SET PROBLEM 1
From the article below on guards' sexual abuse of female inmates, list every U.S. state or the District of Columbia that it names.
SET PROBLEM 2
Carry on the article below about guards' sexual abuse of female inmates, picking up after its final sentence.

-- BEGIN DOCUMENT TEXT --

It was what she considered the final humiliation of a degrading act that may have helped Dorothy Carrigan make a case against a prison guard who she says raped her in her cell.
After he was done, Ms. Carrigan said, the guard tossed his used condom on her bed and told her to flush it down the toilet. Instead, she turned it over to prison officials.
To human rights and prisoner rights groups, what happened to Ms. Carrigan on March 6, 1995, at the Delores J. Baylor Women's Correctional Institute near here is part of a growing and troubling trend: the sexual harassment and assault of female inmates by male guards.
Prison officials and prosecutors say Ms. Carrigan agreed to have sex, but they have charged the guard under a law in Delaware, similar to ones in other states, that prohibits any sex between prisoners and correctional workers because of the temptation to take advantage of female inmates.
Many female inmates have taken legal action themselves, and in recent years prison officials in California, Georgia and the District of Columbia have reached out-of-court settlements in class-action suits brought on behalf of women who said they were sexually harassed and sexually assaulted by guards while incarcerated.

-- END DOCUMENT TEXT --
-- BEGIN DATA LISTING --

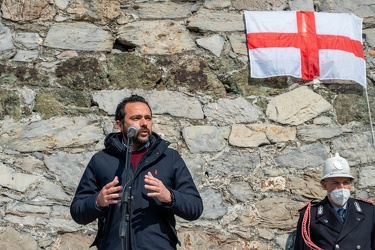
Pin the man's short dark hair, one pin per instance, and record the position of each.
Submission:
(120, 110)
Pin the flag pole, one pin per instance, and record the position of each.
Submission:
(369, 114)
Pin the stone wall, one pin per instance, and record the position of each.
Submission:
(255, 147)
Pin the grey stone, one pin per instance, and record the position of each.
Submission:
(79, 36)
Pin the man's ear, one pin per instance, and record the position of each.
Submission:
(324, 184)
(119, 125)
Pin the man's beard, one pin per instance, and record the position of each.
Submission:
(138, 140)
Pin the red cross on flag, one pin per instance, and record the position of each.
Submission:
(305, 45)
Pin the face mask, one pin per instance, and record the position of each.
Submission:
(340, 196)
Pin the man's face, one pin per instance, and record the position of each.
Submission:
(139, 115)
(334, 183)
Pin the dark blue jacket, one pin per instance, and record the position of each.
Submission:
(328, 231)
(152, 224)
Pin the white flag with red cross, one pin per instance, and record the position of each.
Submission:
(305, 45)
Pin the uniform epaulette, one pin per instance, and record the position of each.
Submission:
(312, 202)
(366, 200)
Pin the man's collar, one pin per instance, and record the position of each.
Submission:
(143, 147)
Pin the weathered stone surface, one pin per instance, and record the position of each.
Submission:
(314, 132)
(93, 11)
(14, 180)
(6, 42)
(163, 37)
(163, 10)
(22, 75)
(350, 107)
(232, 163)
(69, 176)
(79, 36)
(82, 73)
(54, 135)
(131, 71)
(367, 177)
(231, 111)
(206, 21)
(214, 208)
(10, 104)
(32, 10)
(195, 75)
(11, 239)
(254, 135)
(296, 107)
(79, 80)
(205, 138)
(161, 102)
(214, 44)
(306, 156)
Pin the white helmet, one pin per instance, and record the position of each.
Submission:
(336, 167)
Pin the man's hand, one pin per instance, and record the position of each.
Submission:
(109, 194)
(160, 191)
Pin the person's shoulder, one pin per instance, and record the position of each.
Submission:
(365, 201)
(311, 203)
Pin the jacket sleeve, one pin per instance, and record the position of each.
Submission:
(299, 242)
(83, 208)
(188, 203)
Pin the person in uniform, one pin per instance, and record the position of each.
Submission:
(338, 221)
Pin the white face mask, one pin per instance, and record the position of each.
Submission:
(340, 196)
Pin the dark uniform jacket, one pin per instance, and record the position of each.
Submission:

-- END DATA LISTING --

TASK RESULT 1
Delaware, California, Georgia, the District of Columbia

TASK RESULT 2
Since 1990, the Justice Department's Civil Rights Division has won convictions in seven cases involving male employees at various Federal, state and local detention centers who raped female inmates or coerced them into having sex. The department is now investigating allegations of sexual abuse in prisons in Michigan, said a Justice Department official who spoke on condition of anonymity.
The increased legal activity has come with the huge growth in the number of women incarcerated in Federal and state prisons and local jails, to almost 116,000 last year from 25,000 in 1980.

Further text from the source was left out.